=== Records for the task ===

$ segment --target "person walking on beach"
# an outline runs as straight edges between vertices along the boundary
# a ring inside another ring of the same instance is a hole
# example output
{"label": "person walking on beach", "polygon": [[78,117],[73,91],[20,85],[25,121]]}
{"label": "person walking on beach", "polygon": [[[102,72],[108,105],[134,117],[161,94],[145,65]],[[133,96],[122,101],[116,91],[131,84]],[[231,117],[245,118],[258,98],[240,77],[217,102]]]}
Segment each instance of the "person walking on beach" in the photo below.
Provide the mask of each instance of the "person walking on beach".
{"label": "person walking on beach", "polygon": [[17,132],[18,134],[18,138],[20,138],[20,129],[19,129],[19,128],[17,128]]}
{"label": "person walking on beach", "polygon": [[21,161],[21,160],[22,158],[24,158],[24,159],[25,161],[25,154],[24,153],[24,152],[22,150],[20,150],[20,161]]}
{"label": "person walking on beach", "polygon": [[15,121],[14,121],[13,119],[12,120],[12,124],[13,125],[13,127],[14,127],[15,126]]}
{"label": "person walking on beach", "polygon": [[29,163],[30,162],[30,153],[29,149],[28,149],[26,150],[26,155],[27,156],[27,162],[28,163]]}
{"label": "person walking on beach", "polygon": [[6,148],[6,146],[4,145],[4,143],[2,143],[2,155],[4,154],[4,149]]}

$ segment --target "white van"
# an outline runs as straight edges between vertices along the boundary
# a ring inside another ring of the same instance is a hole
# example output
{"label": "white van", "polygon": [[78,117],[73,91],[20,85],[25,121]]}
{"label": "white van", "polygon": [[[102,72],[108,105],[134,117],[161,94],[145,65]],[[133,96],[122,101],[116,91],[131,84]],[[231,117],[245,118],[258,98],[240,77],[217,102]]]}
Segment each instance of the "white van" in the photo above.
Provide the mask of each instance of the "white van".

=== Task to carry out ===
Render these lines as a Markdown table with two columns, Row and Line, numbering each line in Row and putting its text in Line; leave out blank lines.

=== Reply ===
| Row | Line |
|---|---|
| 1 | $ segment --target "person walking on beach" |
| 2 | # an outline runs as straight edges between vertices along the boundary |
| 3 | # a ring inside another ring of the same instance is a hole |
| 4 | # example output |
| 5 | {"label": "person walking on beach", "polygon": [[78,117],[73,91],[20,85],[25,121]]} |
| 6 | {"label": "person walking on beach", "polygon": [[[102,72],[108,105],[134,117],[161,94],[145,65]],[[133,96],[122,101],[116,91],[131,84]],[[231,117],[245,118],[258,98],[240,77],[217,102]]]} |
| 7 | Segment each instance of the "person walking on beach" in the photo below. |
| 8 | Provide the mask of each instance of the "person walking on beach". |
| 9 | {"label": "person walking on beach", "polygon": [[17,132],[18,134],[18,138],[20,138],[20,129],[19,129],[19,128],[17,128]]} |
| 10 | {"label": "person walking on beach", "polygon": [[21,161],[21,160],[22,158],[24,158],[24,159],[25,161],[25,154],[24,153],[24,152],[22,150],[20,150],[20,161]]} |
| 11 | {"label": "person walking on beach", "polygon": [[15,121],[14,121],[13,119],[12,120],[12,124],[13,125],[13,127],[14,127],[15,126]]} |
| 12 | {"label": "person walking on beach", "polygon": [[29,163],[30,162],[30,153],[29,149],[28,149],[26,150],[26,155],[27,156],[27,162],[28,163]]} |
| 13 | {"label": "person walking on beach", "polygon": [[6,148],[6,146],[4,145],[4,143],[2,143],[2,155],[4,154],[4,149]]} |
| 14 | $ segment --target "white van" |
| 15 | # an outline runs as straight edges between vertices along the boundary |
| 16 | # a ring inside another ring of the same instance is a hole |
| 17 | # example output |
| 18 | {"label": "white van", "polygon": [[78,117],[73,91],[20,85],[25,121]]} |
| 19 | {"label": "white van", "polygon": [[[102,72],[108,105],[134,117],[161,94],[145,65]],[[133,96],[122,101],[116,91],[131,84]],[[231,117],[245,118],[258,98],[240,77],[217,102]]]} |
| 20 | Segment each instance of the "white van" in the photo above. |
| 21 | Provide the mask of each instance of the "white van". |